(Free-text object descriptions)

****************

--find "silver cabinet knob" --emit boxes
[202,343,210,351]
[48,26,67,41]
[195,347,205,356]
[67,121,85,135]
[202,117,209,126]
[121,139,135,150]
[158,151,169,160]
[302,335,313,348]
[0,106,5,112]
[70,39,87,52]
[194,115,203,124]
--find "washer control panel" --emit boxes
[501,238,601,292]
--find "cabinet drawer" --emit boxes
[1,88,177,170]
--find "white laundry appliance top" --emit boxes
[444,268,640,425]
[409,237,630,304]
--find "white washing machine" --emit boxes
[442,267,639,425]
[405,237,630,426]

****************

#### Instructions to follow
Transcribe the entries above, every line exactly as it reads.

#### Output
--find "silver cabinet knob" --emit boxes
[202,343,210,351]
[48,26,67,41]
[195,347,205,356]
[67,121,85,135]
[202,117,209,126]
[121,139,135,150]
[158,151,169,160]
[302,335,313,348]
[0,106,5,112]
[70,39,87,52]
[194,115,203,124]
--find "washer control panel" --emit boxes
[501,238,601,292]
--find "cabinet drawer" --emit boxes
[1,88,177,170]
--find "white laundry appliance top" --emit boxes
[444,268,640,425]
[409,237,630,304]
--find "white washing machine" --emit boxes
[442,267,639,425]
[405,237,630,426]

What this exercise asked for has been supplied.